## WHAT NEEDS TO BE DONE
Verbatim output required. Print the data in full.

(Stored data entries)
◆ ◆ ◆

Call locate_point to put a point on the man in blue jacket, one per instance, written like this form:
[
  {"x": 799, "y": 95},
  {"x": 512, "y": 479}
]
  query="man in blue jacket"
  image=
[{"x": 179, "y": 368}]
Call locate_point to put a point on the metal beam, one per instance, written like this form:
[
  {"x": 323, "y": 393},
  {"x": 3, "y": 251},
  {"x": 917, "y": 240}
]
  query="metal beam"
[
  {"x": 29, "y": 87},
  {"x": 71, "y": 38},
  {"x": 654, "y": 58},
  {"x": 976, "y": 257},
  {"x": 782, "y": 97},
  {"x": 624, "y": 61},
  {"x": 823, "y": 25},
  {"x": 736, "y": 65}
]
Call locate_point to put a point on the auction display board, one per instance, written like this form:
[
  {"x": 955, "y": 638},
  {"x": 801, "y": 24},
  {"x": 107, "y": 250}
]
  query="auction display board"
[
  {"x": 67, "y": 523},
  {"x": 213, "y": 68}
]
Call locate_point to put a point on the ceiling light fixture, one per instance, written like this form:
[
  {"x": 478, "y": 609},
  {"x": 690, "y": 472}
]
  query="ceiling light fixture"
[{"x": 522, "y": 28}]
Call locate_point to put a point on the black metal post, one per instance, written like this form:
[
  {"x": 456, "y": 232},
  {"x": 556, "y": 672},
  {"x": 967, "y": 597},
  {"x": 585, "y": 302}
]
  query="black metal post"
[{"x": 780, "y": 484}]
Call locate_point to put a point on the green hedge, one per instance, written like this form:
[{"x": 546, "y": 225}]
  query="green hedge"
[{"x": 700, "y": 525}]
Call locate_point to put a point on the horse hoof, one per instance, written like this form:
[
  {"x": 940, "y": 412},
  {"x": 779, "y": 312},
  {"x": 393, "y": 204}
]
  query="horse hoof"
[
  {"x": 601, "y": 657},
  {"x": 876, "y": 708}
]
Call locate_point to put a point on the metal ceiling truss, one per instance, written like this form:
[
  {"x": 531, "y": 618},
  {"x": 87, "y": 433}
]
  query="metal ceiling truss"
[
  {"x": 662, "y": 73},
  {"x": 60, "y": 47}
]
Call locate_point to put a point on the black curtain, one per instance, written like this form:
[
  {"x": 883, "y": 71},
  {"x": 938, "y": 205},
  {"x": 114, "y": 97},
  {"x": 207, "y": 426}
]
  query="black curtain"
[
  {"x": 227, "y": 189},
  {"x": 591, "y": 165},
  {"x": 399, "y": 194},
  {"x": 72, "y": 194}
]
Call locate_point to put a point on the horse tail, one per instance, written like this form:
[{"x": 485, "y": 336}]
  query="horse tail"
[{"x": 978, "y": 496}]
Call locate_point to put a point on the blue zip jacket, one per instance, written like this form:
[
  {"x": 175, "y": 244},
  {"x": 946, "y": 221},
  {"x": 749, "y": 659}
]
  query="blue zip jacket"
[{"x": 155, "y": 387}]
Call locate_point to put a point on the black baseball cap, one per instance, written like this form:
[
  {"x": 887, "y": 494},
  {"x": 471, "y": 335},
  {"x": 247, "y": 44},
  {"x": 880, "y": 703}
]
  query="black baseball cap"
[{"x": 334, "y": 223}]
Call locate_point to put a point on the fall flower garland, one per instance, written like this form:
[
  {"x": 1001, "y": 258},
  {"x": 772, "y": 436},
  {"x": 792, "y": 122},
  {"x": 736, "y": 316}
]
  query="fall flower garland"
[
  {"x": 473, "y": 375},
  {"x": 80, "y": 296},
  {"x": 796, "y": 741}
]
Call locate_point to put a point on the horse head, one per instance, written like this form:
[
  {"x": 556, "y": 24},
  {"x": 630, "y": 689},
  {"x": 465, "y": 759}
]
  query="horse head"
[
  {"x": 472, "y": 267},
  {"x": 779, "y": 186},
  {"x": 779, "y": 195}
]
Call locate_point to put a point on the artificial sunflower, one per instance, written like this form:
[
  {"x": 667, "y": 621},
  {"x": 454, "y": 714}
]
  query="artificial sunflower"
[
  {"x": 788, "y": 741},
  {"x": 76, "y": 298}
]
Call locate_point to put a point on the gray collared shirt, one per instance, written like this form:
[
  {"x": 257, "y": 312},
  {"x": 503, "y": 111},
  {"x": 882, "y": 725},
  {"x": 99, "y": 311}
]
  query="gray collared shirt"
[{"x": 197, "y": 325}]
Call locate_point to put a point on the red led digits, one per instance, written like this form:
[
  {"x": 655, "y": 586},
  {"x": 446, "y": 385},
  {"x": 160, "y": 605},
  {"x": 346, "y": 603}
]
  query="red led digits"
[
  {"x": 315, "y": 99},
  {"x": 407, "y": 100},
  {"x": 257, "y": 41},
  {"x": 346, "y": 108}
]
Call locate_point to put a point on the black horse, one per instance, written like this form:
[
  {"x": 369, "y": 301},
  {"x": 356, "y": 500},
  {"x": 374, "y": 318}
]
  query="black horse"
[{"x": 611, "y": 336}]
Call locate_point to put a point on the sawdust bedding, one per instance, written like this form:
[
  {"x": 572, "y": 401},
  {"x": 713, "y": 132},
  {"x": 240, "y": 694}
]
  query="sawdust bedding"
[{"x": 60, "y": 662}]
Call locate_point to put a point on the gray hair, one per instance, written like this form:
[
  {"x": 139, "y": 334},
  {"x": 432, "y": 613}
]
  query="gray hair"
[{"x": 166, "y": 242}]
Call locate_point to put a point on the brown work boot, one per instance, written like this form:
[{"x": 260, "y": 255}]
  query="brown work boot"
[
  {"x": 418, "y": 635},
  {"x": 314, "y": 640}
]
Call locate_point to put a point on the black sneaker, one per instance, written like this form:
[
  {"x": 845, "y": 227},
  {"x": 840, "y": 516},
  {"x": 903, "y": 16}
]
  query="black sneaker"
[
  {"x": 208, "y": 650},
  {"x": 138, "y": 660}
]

◆ ◆ ◆

## WORKED SOLUTION
Call locate_point to put a point on the man in blue jacket, one per instance, written like this form:
[
  {"x": 799, "y": 95},
  {"x": 512, "y": 479}
]
  query="man in blue jacket"
  image=
[{"x": 179, "y": 368}]
Call locate_point to put a point on the metal beam, one per instance, written like this form:
[
  {"x": 323, "y": 393},
  {"x": 3, "y": 251},
  {"x": 917, "y": 240}
]
  query="metal beam"
[
  {"x": 29, "y": 87},
  {"x": 71, "y": 38},
  {"x": 654, "y": 58},
  {"x": 976, "y": 257},
  {"x": 782, "y": 97},
  {"x": 624, "y": 61},
  {"x": 823, "y": 25},
  {"x": 736, "y": 65}
]
Call locate_point to put a point on the auction display board, one per instance, written like this form:
[
  {"x": 955, "y": 638},
  {"x": 801, "y": 24},
  {"x": 107, "y": 250}
]
  query="auction display board"
[
  {"x": 67, "y": 523},
  {"x": 213, "y": 68}
]
Call locate_point to put a point on the ceiling light fixture, one per instance, written like this form:
[
  {"x": 478, "y": 609},
  {"x": 690, "y": 472}
]
  query="ceiling light fixture"
[{"x": 522, "y": 28}]
Call locate_point to put a point on the black metal post, one per instance, written like this form:
[
  {"x": 456, "y": 232},
  {"x": 556, "y": 672},
  {"x": 967, "y": 597},
  {"x": 585, "y": 302}
]
  query="black metal post"
[{"x": 780, "y": 484}]
Call locate_point to put a point on the green hedge, one per instance, written like this form:
[{"x": 546, "y": 225}]
  query="green hedge"
[{"x": 700, "y": 525}]
Call locate_point to put a point on the horse hoof, one per instance, written like this form:
[
  {"x": 940, "y": 412},
  {"x": 779, "y": 312},
  {"x": 393, "y": 204}
]
  query="horse hoof"
[
  {"x": 601, "y": 657},
  {"x": 876, "y": 708}
]
Call locate_point to put a point on the metal ceiling truss, one per instance, written like this form:
[
  {"x": 531, "y": 618},
  {"x": 87, "y": 433}
]
  query="metal ceiling truss"
[
  {"x": 662, "y": 73},
  {"x": 60, "y": 47}
]
Call locate_point to put a point on the black curtain, one per instance, written like this form:
[
  {"x": 883, "y": 71},
  {"x": 938, "y": 205},
  {"x": 114, "y": 97},
  {"x": 207, "y": 426}
]
  query="black curtain"
[
  {"x": 227, "y": 189},
  {"x": 591, "y": 165},
  {"x": 399, "y": 194},
  {"x": 72, "y": 194}
]
Call locate_point to put a point on the horse tail, one per instance, written like this form:
[{"x": 485, "y": 336}]
  query="horse tail"
[{"x": 978, "y": 496}]
Call locate_point to put a point on the blue zip jacket, one per instance, written like this form:
[
  {"x": 175, "y": 244},
  {"x": 946, "y": 221},
  {"x": 749, "y": 659}
]
  query="blue zip jacket"
[{"x": 155, "y": 387}]
Call locate_point to put a point on the black baseball cap, one per instance, written like this form:
[
  {"x": 887, "y": 494},
  {"x": 471, "y": 335},
  {"x": 247, "y": 44},
  {"x": 880, "y": 703}
]
  query="black baseball cap"
[{"x": 334, "y": 223}]
Call locate_point to put a point on the fall flower garland, one per instance, written like this form:
[
  {"x": 1001, "y": 258},
  {"x": 772, "y": 436},
  {"x": 792, "y": 122},
  {"x": 736, "y": 316}
]
  query="fall flower garland"
[
  {"x": 473, "y": 375},
  {"x": 80, "y": 296},
  {"x": 796, "y": 741}
]
Call locate_point to put a point on the horse head, one per instance, written like this form:
[
  {"x": 556, "y": 24},
  {"x": 630, "y": 689},
  {"x": 465, "y": 759}
]
  query="horse head"
[
  {"x": 472, "y": 267},
  {"x": 779, "y": 186},
  {"x": 779, "y": 195}
]
Call locate_point to put a point on the artificial sunflower, one per instance, written like this form:
[
  {"x": 667, "y": 621},
  {"x": 454, "y": 714}
]
  query="artificial sunflower"
[
  {"x": 788, "y": 741},
  {"x": 76, "y": 298}
]
Call locate_point to put a point on the gray collared shirt, one per instance, written like this form:
[
  {"x": 257, "y": 312},
  {"x": 503, "y": 111},
  {"x": 882, "y": 725},
  {"x": 99, "y": 311}
]
  query="gray collared shirt"
[{"x": 197, "y": 325}]
Call locate_point to put a point on the red led digits, one per instance, written like this form:
[
  {"x": 655, "y": 586},
  {"x": 446, "y": 385},
  {"x": 160, "y": 605},
  {"x": 346, "y": 603}
]
  query="red led digits"
[
  {"x": 315, "y": 99},
  {"x": 407, "y": 100},
  {"x": 257, "y": 41},
  {"x": 346, "y": 108}
]
Call locate_point to put a point on the black horse, one per instance, written like this form:
[
  {"x": 369, "y": 301},
  {"x": 356, "y": 500},
  {"x": 374, "y": 318}
]
  query="black horse"
[{"x": 611, "y": 336}]
Call locate_point to put a point on the sawdust bedding, one per instance, written like this form:
[
  {"x": 572, "y": 401},
  {"x": 713, "y": 132},
  {"x": 240, "y": 694}
]
  query="sawdust bedding"
[{"x": 60, "y": 662}]
Call locate_point to put a point on the gray hair, one per instance, written like this form:
[
  {"x": 139, "y": 334},
  {"x": 432, "y": 613}
]
  query="gray hair"
[{"x": 166, "y": 242}]
Call locate_point to put a point on the brown work boot, one per instance, written like this form:
[{"x": 260, "y": 255}]
  query="brown work boot"
[
  {"x": 418, "y": 635},
  {"x": 314, "y": 640}
]
Call locate_point to put a point on the black sneaker, one per instance, written like this form:
[
  {"x": 845, "y": 227},
  {"x": 840, "y": 516},
  {"x": 903, "y": 16}
]
  query="black sneaker"
[
  {"x": 208, "y": 650},
  {"x": 138, "y": 660}
]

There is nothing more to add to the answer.